>> START

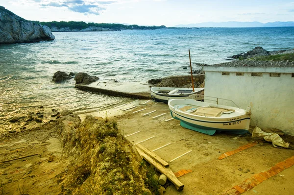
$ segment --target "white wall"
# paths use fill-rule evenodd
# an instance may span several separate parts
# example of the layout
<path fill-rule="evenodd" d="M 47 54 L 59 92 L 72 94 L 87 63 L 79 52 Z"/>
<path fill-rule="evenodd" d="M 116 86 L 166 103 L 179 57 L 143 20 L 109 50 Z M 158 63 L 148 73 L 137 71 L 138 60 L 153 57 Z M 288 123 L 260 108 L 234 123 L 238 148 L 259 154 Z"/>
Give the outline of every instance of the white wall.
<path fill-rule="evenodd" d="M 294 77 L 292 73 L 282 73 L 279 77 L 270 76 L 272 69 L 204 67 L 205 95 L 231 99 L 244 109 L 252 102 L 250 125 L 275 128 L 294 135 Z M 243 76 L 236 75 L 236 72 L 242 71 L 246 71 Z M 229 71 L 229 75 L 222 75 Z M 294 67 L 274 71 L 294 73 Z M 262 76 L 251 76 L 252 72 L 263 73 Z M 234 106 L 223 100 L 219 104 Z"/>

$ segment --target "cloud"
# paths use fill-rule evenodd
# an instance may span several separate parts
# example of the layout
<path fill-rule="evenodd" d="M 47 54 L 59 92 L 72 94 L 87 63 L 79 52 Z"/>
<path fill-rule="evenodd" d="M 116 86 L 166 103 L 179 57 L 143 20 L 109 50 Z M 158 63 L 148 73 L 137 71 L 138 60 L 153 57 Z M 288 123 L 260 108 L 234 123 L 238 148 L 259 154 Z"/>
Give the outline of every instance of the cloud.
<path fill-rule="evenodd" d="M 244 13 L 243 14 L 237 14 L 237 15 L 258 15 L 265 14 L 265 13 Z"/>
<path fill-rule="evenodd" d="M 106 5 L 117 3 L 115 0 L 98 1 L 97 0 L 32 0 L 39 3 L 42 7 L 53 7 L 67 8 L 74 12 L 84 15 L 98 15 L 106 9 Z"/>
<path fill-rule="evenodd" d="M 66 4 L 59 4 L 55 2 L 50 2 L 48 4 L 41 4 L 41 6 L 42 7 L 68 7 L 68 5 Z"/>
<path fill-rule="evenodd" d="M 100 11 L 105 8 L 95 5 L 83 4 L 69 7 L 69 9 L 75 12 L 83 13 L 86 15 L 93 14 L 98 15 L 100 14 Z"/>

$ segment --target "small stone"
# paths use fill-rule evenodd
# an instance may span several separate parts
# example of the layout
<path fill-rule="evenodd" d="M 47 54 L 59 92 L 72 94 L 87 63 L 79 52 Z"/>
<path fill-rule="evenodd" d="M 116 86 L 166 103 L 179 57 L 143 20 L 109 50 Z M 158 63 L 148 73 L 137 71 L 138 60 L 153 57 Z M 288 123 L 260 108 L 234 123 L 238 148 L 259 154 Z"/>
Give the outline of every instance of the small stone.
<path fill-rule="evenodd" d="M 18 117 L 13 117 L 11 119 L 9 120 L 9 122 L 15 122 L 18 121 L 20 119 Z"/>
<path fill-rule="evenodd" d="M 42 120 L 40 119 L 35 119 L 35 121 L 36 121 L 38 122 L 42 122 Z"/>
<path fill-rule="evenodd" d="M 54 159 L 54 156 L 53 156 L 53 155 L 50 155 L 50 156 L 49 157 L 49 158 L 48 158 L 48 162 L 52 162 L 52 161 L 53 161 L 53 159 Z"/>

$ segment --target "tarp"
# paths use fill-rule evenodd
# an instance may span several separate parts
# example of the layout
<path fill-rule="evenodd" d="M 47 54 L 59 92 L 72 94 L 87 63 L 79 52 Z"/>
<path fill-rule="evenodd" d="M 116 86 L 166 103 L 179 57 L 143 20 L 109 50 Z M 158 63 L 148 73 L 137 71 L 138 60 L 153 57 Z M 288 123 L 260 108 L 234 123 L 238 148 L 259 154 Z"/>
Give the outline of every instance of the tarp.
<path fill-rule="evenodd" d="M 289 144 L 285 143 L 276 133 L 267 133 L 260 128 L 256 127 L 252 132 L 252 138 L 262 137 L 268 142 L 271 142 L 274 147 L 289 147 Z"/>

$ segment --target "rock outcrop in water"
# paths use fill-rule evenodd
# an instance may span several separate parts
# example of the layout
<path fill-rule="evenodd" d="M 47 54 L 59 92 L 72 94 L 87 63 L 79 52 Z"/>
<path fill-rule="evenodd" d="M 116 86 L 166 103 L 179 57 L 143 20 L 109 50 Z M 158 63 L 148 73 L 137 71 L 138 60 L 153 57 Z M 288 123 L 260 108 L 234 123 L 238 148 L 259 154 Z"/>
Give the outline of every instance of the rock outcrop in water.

>> END
>> START

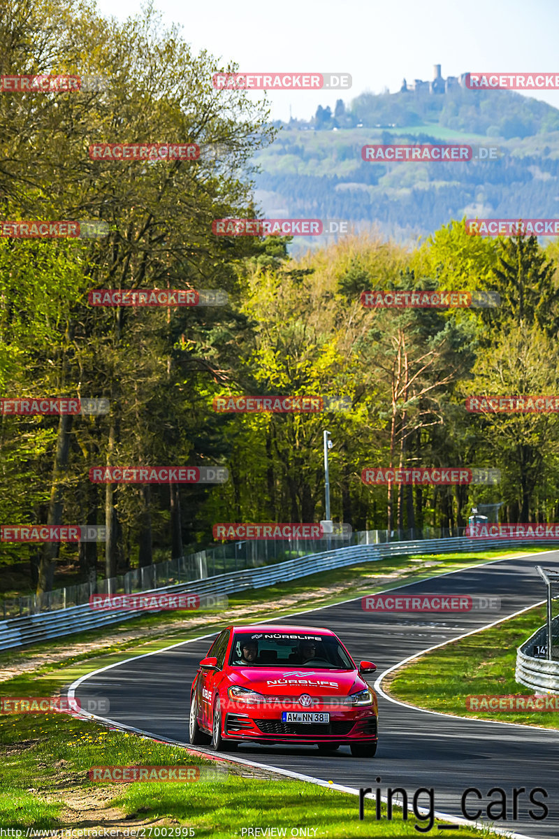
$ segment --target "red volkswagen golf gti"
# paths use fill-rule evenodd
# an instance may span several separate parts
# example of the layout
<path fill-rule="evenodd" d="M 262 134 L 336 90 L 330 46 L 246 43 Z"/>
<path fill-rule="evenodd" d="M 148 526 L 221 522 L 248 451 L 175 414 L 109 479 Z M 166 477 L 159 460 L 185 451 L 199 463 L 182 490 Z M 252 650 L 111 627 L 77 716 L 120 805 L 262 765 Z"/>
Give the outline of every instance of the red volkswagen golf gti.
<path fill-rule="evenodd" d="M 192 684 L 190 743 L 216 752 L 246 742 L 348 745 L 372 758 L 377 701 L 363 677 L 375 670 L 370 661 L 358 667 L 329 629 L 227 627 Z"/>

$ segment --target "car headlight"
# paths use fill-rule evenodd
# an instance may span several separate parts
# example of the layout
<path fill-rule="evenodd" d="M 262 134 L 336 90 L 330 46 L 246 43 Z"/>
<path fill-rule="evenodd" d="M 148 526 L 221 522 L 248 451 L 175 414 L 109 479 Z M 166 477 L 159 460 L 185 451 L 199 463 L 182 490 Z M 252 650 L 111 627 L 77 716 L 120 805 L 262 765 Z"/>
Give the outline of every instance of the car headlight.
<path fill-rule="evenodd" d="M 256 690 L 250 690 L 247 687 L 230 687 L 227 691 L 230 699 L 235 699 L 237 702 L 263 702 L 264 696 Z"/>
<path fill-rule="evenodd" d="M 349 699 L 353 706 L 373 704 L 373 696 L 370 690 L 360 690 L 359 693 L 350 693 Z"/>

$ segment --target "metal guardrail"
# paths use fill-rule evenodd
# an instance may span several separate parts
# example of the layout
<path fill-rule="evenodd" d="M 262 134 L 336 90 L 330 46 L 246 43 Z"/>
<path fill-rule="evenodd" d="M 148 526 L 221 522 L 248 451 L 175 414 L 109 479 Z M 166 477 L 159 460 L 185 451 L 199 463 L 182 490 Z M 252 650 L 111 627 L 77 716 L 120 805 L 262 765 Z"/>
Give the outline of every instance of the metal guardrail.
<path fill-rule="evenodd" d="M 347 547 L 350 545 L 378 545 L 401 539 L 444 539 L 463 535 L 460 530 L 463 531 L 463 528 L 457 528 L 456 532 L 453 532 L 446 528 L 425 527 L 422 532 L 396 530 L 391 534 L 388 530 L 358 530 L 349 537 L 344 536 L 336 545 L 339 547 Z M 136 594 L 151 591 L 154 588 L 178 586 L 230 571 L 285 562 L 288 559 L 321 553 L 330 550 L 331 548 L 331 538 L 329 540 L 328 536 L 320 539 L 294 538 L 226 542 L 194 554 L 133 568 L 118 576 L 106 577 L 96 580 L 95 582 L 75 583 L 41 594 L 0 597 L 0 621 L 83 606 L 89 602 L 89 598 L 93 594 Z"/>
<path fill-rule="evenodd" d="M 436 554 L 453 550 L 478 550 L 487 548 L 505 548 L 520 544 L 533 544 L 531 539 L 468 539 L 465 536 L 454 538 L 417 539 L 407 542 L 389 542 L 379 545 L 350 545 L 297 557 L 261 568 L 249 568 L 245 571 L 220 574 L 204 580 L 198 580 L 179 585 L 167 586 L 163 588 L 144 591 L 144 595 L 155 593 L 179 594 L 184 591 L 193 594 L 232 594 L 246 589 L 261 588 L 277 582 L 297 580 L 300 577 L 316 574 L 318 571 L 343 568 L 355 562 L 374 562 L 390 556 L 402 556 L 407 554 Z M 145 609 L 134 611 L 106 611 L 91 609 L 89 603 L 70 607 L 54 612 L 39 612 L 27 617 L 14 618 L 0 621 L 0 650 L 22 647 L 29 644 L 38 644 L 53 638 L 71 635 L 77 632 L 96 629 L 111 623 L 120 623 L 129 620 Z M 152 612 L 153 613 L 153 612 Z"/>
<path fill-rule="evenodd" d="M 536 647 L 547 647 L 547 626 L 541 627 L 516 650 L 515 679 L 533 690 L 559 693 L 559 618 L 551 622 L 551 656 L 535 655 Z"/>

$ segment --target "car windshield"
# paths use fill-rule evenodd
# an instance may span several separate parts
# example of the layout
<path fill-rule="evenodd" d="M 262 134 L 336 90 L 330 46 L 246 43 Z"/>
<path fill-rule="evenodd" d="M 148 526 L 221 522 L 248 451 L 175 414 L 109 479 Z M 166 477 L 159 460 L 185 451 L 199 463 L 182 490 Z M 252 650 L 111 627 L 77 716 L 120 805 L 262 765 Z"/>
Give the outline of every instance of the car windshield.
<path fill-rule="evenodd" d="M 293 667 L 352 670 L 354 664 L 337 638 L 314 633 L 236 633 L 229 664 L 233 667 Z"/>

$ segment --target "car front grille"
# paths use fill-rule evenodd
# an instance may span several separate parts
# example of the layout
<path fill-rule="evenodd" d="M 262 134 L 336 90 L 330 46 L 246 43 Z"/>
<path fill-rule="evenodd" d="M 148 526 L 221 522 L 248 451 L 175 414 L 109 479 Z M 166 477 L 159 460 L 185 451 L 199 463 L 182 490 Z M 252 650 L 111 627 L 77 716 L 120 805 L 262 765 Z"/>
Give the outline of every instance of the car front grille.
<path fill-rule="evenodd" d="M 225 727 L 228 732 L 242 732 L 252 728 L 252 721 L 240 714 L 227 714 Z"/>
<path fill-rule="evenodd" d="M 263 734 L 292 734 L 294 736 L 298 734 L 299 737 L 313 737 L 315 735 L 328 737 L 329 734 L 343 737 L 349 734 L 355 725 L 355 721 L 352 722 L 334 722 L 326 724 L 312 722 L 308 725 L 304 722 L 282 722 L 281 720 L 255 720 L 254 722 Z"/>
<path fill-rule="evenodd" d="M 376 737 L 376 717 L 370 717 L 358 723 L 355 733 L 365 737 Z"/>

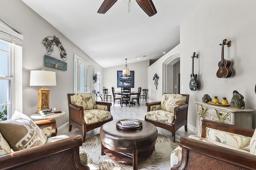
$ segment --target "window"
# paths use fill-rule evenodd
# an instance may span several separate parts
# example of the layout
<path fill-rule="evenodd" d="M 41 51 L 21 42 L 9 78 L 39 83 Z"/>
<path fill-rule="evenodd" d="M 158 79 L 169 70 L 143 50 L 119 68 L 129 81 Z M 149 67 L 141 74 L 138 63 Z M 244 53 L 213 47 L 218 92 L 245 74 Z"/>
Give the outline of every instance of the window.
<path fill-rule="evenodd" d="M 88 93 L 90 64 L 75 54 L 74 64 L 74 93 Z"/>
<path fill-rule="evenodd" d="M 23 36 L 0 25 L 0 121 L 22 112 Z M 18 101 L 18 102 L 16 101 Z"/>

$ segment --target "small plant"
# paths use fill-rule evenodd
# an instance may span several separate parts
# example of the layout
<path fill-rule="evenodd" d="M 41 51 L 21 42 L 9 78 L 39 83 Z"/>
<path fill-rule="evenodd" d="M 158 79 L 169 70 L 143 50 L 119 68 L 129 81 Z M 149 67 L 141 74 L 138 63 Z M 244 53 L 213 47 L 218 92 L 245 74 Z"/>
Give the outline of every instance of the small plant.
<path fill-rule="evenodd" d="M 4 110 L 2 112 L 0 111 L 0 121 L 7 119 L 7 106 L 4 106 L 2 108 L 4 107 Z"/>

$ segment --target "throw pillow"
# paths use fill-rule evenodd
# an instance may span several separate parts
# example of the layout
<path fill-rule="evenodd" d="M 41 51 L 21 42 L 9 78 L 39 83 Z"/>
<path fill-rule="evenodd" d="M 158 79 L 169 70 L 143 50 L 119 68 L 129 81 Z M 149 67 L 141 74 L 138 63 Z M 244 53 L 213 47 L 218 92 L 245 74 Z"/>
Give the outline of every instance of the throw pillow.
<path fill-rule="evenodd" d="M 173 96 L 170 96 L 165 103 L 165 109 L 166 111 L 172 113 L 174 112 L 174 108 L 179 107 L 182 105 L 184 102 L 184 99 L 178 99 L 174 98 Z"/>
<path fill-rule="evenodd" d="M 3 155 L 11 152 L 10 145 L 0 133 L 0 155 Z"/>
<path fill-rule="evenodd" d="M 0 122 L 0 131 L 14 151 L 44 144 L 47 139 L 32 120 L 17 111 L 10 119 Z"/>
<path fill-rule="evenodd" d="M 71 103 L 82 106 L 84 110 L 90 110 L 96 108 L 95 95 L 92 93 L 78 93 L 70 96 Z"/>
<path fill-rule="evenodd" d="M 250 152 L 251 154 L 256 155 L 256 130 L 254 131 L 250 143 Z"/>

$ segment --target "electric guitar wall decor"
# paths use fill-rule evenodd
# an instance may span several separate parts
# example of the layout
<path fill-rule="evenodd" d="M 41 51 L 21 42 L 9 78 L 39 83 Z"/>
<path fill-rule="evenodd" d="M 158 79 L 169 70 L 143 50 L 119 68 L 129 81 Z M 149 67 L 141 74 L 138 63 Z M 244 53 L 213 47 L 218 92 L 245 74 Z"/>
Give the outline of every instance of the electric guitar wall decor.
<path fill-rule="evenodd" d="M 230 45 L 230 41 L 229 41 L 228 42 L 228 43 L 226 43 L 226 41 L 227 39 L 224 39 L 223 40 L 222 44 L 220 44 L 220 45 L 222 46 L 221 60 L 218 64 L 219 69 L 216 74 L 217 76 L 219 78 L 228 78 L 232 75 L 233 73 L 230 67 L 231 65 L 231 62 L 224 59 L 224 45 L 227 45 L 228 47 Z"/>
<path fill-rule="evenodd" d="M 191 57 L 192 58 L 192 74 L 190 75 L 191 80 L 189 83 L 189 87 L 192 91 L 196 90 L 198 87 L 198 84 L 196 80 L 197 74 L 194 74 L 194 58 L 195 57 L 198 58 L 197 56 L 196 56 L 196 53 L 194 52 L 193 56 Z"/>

>> END

§ What you are asked to do:
Report every line of the entries above that contains the word "water", copying each one in full.

§ Complete answer:
$ segment --target "rock outcrop in water"
Give the outline of every instance of the rock outcrop in water.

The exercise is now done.